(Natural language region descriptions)
:::

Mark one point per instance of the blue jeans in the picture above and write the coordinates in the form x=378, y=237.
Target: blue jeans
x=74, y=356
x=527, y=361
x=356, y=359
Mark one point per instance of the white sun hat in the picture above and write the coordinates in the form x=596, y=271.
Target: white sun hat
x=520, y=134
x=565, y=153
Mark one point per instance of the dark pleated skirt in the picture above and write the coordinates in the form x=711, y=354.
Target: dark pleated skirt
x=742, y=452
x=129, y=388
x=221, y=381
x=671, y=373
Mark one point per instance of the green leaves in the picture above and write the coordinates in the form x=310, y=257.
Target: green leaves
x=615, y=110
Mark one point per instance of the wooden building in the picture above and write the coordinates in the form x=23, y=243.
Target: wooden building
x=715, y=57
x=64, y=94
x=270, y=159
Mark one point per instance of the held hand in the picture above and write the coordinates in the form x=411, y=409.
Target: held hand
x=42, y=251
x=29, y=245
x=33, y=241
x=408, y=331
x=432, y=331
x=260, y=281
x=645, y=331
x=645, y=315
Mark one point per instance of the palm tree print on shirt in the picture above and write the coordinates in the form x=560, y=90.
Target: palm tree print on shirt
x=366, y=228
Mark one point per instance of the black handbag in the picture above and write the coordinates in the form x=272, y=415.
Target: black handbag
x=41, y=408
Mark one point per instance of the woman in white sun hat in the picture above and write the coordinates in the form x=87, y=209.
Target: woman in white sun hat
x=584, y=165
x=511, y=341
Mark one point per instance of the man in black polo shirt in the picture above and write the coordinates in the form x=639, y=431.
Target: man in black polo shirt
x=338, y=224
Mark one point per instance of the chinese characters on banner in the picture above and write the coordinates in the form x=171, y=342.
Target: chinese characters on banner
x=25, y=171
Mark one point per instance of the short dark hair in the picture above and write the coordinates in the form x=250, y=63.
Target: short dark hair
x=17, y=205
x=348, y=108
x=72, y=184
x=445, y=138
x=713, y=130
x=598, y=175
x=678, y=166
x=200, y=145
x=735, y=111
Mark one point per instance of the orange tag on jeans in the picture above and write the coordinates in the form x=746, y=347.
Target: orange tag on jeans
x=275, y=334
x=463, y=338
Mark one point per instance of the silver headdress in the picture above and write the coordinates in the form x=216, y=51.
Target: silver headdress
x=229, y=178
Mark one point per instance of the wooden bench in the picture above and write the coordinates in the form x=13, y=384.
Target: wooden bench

:::

§ **Work order**:
Up to and including the line that contains "Mark one point per instance of the palm", restate word for word every line of the entries, starting from the first.

§ **Reply to the exercise**:
Mark one point per instance of the blue jeans in the picture above and write the coordinates in the form x=378, y=237.
Target: blue jeans
x=74, y=356
x=527, y=361
x=356, y=359
Mark one point per instance of the white sun hat in the picture above and write the coordinates in the form x=596, y=271.
Target: white sun hat
x=520, y=134
x=565, y=153
Mark one point per instance of the dark pleated skirt in the picture above and write the coordinates in the form x=711, y=354.
Target: dark pleated skirt
x=742, y=452
x=129, y=388
x=221, y=381
x=671, y=373
Mark one point per instance of the green leaves in the picture above and write the coordinates in the form x=310, y=257.
Target: green leaves
x=615, y=110
Mark one point per instance of the wooden building in the picture above and write the coordinates in the form x=23, y=243.
Target: wooden building
x=715, y=57
x=64, y=94
x=270, y=159
Mark one point per instance of the held hand in the picture above and write the coordinates in the form x=411, y=409.
Target: held hand
x=42, y=251
x=29, y=245
x=33, y=241
x=408, y=331
x=432, y=331
x=260, y=281
x=645, y=331
x=645, y=315
Mark one point per instance of the palm tree print on shirt in the picture above and write the coordinates in the form x=560, y=90.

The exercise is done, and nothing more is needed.